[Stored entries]
┄┄┄┄┄┄┄┄┄┄

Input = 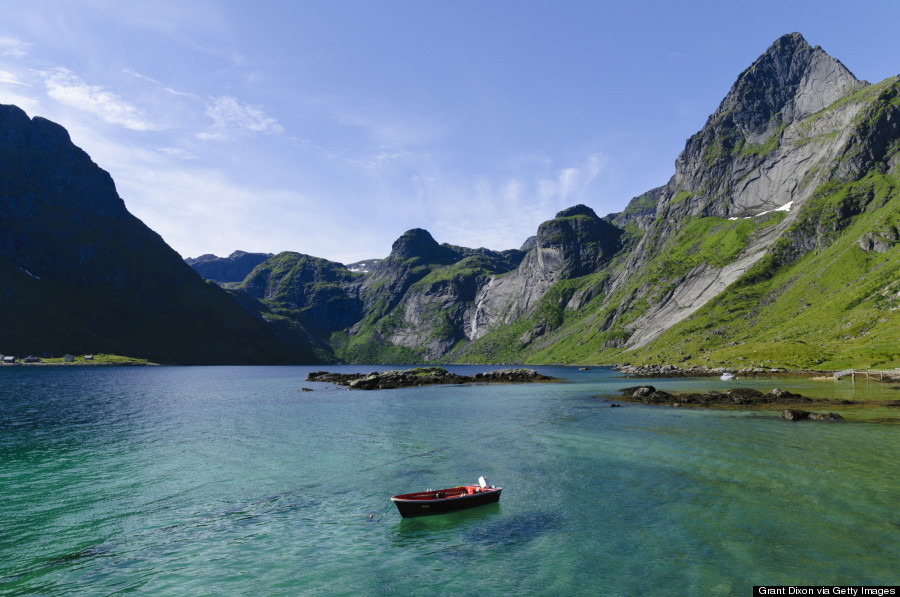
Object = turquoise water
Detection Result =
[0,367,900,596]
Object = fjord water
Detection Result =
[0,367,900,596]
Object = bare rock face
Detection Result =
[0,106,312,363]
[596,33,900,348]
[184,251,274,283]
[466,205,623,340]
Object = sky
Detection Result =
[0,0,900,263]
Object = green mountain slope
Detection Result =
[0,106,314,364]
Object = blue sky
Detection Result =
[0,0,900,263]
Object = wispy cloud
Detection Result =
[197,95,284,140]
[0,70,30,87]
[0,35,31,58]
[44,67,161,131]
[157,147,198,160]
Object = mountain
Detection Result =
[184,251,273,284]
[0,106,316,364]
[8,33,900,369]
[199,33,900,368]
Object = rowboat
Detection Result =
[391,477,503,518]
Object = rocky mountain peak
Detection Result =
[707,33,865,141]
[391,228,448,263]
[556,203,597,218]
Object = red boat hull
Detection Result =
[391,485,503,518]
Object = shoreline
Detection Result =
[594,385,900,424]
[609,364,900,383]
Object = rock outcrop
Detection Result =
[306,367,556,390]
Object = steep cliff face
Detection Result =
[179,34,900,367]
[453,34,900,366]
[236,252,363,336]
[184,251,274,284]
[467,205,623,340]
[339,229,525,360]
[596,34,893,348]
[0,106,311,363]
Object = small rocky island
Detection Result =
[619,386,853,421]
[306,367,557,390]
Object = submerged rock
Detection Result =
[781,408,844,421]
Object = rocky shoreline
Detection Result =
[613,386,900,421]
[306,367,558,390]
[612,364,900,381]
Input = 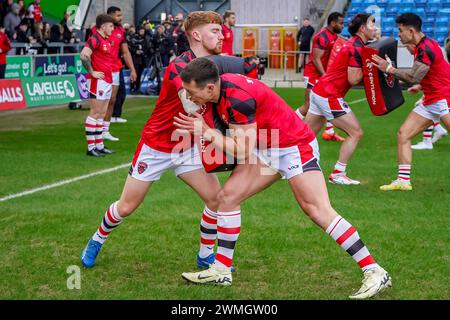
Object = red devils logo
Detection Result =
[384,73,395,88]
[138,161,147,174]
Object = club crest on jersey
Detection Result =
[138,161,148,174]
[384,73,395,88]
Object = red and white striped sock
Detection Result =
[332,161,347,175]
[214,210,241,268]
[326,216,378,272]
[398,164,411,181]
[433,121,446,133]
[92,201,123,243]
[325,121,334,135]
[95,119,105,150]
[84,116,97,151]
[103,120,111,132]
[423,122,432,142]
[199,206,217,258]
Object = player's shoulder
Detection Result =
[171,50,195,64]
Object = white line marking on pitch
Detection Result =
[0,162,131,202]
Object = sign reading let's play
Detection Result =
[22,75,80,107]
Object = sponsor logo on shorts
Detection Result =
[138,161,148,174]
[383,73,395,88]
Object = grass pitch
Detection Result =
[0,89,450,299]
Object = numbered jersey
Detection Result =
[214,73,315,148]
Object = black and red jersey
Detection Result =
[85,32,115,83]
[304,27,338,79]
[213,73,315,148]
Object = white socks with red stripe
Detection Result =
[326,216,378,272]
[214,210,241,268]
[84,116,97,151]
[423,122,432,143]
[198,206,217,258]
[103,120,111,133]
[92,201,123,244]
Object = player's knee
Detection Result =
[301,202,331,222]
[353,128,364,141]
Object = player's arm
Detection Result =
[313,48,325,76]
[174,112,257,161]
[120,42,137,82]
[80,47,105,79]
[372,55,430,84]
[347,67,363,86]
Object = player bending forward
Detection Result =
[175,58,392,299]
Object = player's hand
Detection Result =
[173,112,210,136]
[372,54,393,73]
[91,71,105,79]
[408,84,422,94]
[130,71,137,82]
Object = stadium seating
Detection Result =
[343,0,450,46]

┄┄┄┄┄┄┄┄┄┄

- Your instructions: Please copy the part of the data that opens with the line containing "Object = player's arm" and closes with the line containing "[130,71,137,82]", swapping "Detection Result" for "Located Boxes" and keeping everything else the same.

- Reply:
Object = player's arm
Located Boxes =
[313,48,325,76]
[174,112,257,161]
[120,42,137,82]
[80,47,105,79]
[372,55,430,84]
[347,67,363,86]
Object = player bending forward
Located Boxes =
[175,58,392,299]
Object = player's hand
Located Boxes =
[173,112,210,136]
[372,54,393,73]
[91,71,105,79]
[408,84,422,94]
[130,71,137,82]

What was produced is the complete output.